**Aim of the exercise:** Pick out every line in the rows below that contains the word "white", and copy each of those lines.
-- Start Given entries --
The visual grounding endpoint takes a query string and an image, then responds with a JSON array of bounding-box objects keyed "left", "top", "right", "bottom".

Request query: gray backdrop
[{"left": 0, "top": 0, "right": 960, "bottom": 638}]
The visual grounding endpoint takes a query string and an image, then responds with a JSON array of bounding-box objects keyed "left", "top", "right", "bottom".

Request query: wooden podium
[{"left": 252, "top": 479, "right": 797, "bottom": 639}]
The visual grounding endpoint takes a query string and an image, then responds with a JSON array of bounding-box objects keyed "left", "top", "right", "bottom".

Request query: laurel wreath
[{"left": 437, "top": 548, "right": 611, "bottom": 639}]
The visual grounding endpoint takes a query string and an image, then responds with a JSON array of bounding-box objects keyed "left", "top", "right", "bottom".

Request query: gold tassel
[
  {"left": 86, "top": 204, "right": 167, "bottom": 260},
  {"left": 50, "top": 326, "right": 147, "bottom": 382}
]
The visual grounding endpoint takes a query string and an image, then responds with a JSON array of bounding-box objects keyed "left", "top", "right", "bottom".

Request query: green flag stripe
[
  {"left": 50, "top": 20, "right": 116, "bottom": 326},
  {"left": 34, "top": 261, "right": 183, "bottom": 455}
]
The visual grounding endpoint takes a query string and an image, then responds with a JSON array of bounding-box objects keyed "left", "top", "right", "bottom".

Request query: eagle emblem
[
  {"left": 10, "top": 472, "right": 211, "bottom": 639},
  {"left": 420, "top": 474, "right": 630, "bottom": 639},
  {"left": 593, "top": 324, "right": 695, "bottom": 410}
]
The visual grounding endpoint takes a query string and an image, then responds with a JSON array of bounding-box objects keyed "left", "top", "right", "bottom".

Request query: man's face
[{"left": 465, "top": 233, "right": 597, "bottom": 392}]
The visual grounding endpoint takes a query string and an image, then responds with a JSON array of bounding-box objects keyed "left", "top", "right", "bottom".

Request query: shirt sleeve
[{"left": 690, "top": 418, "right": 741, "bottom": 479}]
-- End Given entries --
-- Start Given entries --
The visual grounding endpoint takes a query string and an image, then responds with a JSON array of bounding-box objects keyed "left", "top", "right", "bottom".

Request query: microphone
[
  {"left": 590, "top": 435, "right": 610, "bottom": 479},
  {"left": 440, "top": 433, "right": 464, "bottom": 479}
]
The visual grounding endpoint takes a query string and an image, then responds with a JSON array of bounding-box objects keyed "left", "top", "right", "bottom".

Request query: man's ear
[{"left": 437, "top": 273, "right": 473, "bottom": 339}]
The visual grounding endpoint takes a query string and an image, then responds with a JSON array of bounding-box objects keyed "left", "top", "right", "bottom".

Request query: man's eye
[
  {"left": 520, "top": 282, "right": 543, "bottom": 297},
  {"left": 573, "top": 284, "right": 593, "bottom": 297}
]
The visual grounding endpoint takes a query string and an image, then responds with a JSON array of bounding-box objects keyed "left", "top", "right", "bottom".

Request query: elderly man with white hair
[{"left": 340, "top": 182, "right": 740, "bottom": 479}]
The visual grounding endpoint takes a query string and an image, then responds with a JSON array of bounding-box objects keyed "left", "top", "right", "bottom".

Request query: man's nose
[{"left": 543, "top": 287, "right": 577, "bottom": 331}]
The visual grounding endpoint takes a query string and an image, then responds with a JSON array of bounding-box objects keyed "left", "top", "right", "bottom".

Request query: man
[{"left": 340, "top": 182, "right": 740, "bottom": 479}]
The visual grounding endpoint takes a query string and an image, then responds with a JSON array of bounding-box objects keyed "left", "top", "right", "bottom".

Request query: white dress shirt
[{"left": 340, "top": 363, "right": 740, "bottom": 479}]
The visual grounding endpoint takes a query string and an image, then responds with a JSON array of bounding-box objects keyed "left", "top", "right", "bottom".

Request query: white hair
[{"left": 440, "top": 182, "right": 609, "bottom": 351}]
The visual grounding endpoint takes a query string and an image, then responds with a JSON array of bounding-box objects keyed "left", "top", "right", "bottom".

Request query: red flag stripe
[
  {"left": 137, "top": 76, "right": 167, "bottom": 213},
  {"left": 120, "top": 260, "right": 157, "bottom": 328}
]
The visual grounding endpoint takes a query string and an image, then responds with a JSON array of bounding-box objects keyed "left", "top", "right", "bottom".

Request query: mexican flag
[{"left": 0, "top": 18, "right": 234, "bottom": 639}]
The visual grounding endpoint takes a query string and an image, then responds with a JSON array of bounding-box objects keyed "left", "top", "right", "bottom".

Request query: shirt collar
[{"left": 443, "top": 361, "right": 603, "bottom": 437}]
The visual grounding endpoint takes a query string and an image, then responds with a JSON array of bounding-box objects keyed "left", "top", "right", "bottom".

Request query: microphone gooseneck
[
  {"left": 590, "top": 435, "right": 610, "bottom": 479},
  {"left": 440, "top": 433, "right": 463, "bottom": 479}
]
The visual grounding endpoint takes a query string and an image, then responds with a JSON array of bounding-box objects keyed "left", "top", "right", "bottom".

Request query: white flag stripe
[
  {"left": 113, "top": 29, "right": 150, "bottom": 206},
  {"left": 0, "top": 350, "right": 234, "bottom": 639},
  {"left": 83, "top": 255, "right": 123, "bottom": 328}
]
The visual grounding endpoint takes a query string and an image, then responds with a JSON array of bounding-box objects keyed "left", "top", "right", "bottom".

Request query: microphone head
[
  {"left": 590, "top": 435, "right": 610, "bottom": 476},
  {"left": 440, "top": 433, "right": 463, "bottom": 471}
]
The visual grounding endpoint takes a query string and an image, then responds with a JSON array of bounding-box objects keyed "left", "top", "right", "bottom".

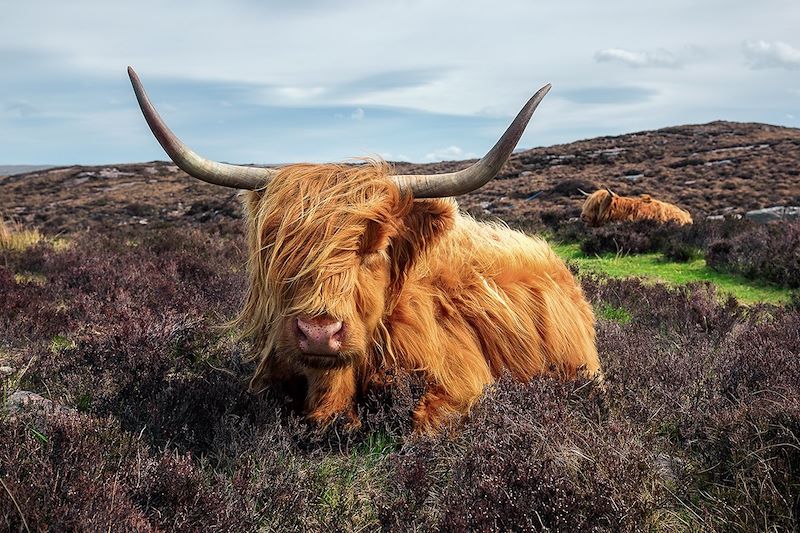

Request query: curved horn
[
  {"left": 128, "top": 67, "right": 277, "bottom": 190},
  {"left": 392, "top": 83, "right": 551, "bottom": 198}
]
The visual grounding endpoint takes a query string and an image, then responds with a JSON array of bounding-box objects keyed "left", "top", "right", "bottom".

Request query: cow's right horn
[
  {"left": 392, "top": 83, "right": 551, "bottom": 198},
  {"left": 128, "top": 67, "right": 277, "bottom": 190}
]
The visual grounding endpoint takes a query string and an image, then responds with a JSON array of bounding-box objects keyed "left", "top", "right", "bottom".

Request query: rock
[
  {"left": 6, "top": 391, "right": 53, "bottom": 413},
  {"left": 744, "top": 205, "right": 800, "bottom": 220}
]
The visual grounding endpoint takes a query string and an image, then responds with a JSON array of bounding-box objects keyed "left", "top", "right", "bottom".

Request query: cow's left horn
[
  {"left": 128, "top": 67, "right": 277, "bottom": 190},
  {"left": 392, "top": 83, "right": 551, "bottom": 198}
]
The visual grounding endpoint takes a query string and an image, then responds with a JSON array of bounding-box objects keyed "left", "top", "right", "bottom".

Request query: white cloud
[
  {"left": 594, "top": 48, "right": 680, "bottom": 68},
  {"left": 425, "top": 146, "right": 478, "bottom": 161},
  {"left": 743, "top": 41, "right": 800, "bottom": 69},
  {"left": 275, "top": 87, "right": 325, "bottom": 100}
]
-- End Given entries --
**Answer to this exercise:**
Request query: elderly man with white hair
Request query: white dress shirt
Request query: white hair
Request query: white flag stripe
Request query: white cloud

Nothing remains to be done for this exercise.